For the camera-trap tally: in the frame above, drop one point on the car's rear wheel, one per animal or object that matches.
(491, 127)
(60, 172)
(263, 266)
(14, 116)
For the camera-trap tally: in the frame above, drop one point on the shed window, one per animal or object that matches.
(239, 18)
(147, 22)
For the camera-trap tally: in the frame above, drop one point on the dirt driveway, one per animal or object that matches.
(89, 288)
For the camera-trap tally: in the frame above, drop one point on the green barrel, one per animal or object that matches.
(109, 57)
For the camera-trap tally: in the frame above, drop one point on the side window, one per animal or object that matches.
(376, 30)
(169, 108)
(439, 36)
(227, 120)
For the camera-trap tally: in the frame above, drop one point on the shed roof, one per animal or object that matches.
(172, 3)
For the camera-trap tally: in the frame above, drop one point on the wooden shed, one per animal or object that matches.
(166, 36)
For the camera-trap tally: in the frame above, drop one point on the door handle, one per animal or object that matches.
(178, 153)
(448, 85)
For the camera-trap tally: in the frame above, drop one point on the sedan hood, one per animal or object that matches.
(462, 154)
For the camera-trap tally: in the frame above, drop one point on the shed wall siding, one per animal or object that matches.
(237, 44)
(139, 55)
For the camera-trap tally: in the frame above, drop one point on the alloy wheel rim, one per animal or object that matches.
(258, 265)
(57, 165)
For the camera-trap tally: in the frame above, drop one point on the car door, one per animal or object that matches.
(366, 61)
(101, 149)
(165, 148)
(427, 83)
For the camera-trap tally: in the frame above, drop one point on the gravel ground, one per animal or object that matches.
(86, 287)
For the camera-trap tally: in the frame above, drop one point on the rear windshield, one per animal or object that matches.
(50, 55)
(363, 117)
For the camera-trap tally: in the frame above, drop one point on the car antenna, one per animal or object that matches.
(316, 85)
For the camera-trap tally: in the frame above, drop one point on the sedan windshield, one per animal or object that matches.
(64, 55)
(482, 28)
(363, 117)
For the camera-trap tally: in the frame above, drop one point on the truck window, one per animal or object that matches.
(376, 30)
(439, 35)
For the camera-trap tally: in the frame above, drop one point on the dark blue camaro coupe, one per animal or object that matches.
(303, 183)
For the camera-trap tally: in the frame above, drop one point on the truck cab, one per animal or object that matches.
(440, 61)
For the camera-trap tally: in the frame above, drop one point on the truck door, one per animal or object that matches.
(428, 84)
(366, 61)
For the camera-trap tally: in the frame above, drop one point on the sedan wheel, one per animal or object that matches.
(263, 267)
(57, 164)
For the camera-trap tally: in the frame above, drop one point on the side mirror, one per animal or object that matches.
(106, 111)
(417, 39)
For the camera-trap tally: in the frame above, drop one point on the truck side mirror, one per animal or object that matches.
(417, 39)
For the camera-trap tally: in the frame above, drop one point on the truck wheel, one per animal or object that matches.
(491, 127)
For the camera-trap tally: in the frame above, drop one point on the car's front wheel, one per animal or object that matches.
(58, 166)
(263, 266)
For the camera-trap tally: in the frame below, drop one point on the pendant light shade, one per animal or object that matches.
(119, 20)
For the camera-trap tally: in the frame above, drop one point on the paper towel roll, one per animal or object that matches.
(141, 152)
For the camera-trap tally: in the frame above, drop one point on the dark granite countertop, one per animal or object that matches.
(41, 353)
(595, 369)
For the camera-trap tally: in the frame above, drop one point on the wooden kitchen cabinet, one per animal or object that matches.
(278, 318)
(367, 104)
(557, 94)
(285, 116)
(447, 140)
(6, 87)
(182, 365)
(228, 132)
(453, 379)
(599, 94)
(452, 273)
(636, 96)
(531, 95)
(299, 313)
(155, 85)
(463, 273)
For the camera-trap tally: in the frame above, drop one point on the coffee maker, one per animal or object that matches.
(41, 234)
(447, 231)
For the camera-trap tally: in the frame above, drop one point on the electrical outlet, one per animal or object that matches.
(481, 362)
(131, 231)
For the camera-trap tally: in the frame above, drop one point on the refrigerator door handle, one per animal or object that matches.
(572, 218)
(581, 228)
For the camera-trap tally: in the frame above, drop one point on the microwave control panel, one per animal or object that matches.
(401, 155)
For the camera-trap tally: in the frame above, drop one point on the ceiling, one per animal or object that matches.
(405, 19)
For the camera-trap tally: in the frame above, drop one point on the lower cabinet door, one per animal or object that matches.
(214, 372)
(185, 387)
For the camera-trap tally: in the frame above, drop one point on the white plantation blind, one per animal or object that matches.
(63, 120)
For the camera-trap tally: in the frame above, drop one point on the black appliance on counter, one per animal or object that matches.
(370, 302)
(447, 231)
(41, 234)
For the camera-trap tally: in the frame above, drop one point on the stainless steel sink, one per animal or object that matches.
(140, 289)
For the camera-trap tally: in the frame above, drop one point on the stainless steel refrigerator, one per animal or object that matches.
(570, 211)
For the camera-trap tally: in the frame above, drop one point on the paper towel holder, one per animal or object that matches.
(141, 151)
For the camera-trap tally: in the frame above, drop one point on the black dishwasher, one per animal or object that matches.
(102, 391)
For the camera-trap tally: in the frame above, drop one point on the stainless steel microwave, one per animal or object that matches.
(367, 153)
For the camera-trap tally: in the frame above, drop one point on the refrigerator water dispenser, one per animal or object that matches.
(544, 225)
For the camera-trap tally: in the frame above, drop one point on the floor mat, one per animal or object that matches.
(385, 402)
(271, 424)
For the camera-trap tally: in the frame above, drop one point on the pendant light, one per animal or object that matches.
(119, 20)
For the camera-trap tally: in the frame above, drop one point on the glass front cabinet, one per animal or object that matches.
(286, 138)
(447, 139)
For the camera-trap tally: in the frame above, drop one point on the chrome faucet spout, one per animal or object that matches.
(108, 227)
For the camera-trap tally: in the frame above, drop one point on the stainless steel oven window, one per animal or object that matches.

---

▸ BRIEF:
Each entry should be reproduced in the output exactly.

▸ EXPECTED OUTPUT:
For the camera-trap tally: in the frame above, drop one point on the car's rear wheel, one per animal or object that matches.
(491, 127)
(60, 172)
(263, 266)
(14, 116)
For the camera-trap tally: in the frame above, drop one point on the shed window, one per animal or object that matches.
(239, 18)
(147, 22)
For the camera-trap tally: in the frame above, drop one point on the dirt driveway, one per animal or object that matches.
(89, 288)
For the camera-trap tally: in the frame above, drop one point on the green barrel, one per animal or object that matches.
(109, 57)
For the camera-trap tally: in the frame above, drop one point on the side window, one per animal or object that matches.
(376, 30)
(169, 108)
(439, 36)
(227, 120)
For the camera-trap tally: in the frame above, drop one point on the shed roof, one per animal or object that matches.
(172, 3)
For the camera-trap tally: in the frame above, drop one point on the wooden shed, one per animal or object that matches.
(166, 36)
For the camera-trap tally: in the frame above, drop one point on the door handle, one per animal or object that matches.
(178, 153)
(448, 85)
For the camera-trap tally: in the frame above, drop one point on the sedan hood, one per animal or object that matches.
(462, 154)
For the camera-trap tally: in the frame above, drop one point on the shed wall siding, one per animal or object that matches.
(237, 44)
(139, 55)
For the camera-trap tally: in the frame above, drop one point on the alloy wheel rim, one per animal or object that matches.
(258, 265)
(57, 165)
For the camera-trap tally: in the frame above, drop one point on the car door, one per animal or object that matches.
(366, 61)
(101, 149)
(165, 148)
(427, 83)
For the camera-trap tally: in the frame above, drop one point on the gravel ground, one per animal or object that matches.
(86, 287)
For the camera-trap tally: in the frame above, drop one point on the rear windshield, one per animal or object that matches.
(50, 55)
(363, 117)
For the camera-trap tally: in the frame above, drop one point on the car antenna, one per animal or object that matches.
(316, 85)
For the camera-trap tally: in the frame above, drop one point on the sedan windshield, one per animal or object that matches.
(64, 55)
(482, 28)
(363, 117)
For the camera-trap tally: in the frame above, drop one point on the truck window, one per animal or object that matches.
(376, 30)
(439, 35)
For the camera-trap tally: in the frame above, drop one point on the dark blue camaro coupe, one per animal or object that matches.
(303, 183)
For the camera-trap tally: in the frame above, drop one point on the truck cab, one per animal or object that matches.
(440, 61)
For the camera-trap tally: in the frame above, drop one point on the truck door, one per animal or object that matches.
(428, 84)
(366, 61)
For the camera-trap tally: in the frame above, drop one point on the sedan wheel, one per animal or object that matches.
(263, 267)
(57, 164)
For the camera-trap tally: in the frame above, drop one point on the side mirror, one per animal or object that matches.
(106, 111)
(417, 39)
For the camera-trap tally: in the frame above, drop one point on the truck side mirror, one per animal or object that matches.
(417, 39)
For the camera-trap tally: in the frame above, drop one point on the truck wheel, one per animal or object that matches.
(491, 127)
For the camera-trap tally: in the frame above, drop one point on the car's front wheel, one per animal or object that matches.
(58, 166)
(263, 266)
For the camera-trap tally: in the frame below, drop one point on the pendant light shade, one per animal or object that matches.
(119, 20)
For the camera-trap tally: in the frame above, drop one point on the paper towel roll, one per animal or object that matches.
(141, 152)
For the camera-trap tally: in the frame above, drop one point on the dark granite countertop, one per animal or object that matches.
(41, 353)
(595, 369)
For the camera-trap tally: in the frame above, drop one point on the wooden kitchen cabinet, one per animal or object that matches.
(278, 318)
(367, 104)
(557, 94)
(285, 116)
(447, 140)
(6, 87)
(182, 365)
(228, 132)
(453, 379)
(599, 94)
(452, 273)
(636, 96)
(531, 95)
(299, 313)
(155, 85)
(463, 273)
For the camera-trap tally: in the frame above, drop one point on the coffee maker, one per animal or object that matches.
(41, 234)
(447, 231)
For the camera-trap tally: in the frame above, drop one point on the electrical outlet, one per animal or object that matches.
(481, 362)
(131, 231)
For the camera-trap tally: in the frame above, drop one point on the refrigerator door handle, one per animal or object that matches.
(572, 218)
(581, 228)
For the camera-trap tally: in the frame above, drop one point on the microwave control panel, one per animal or object that matches.
(401, 155)
For the camera-trap tally: in the frame above, drop one point on the ceiling, one per animal or object that matches.
(405, 19)
For the camera-trap tally: in the frame above, drop one point on the lower cabinet door, one per animal or object that matches.
(214, 372)
(185, 387)
For the camera-trap tally: in the frame above, drop one point on the white plantation blind, one per animal or object that matches.
(63, 120)
For the camera-trap tally: in the frame above, drop one point on the black appliance on counter, one per animal or object that matches.
(370, 302)
(447, 231)
(41, 234)
For the camera-trap tally: in the frame above, drop one point on the stainless steel sink, one per animal or object that matches.
(140, 289)
For the camera-trap tally: in the frame above, drop one point on the stainless steel refrigerator, one per animal or object that matches.
(570, 211)
For the camera-trap tally: in the frame above, drop one point on the paper towel holder, one per animal or object that matches.
(141, 151)
For the camera-trap tally: in the frame above, drop one point on the black dishwasher, one per animal or object that matches.
(102, 391)
For the camera-trap tally: in the frame above, drop one point on the stainless steel microwave, one per animal or object that matches.
(367, 153)
For the camera-trap tally: in the frame above, drop one point on the refrigerator water dispenser, one per animal or object that matches.
(544, 225)
For the camera-trap tally: in the frame above, drop one point on the floor mat, one per animal or object that matches.
(385, 402)
(271, 424)
For the camera-trap tally: in the frame above, drop one point on the pendant light, one per animal or object that matches.
(119, 20)
For the camera-trap tally: in the frame above, drop one point on the glass front cabinet, one per animal or object that matches.
(286, 138)
(447, 139)
For the camera-trap tally: in the frame above, drop one point on the chrome faucet spout, one per animal or object that matches.
(108, 227)
For the camera-trap tally: in the frame above, drop one point on the stainless steel oven window, one per animal or object that matches.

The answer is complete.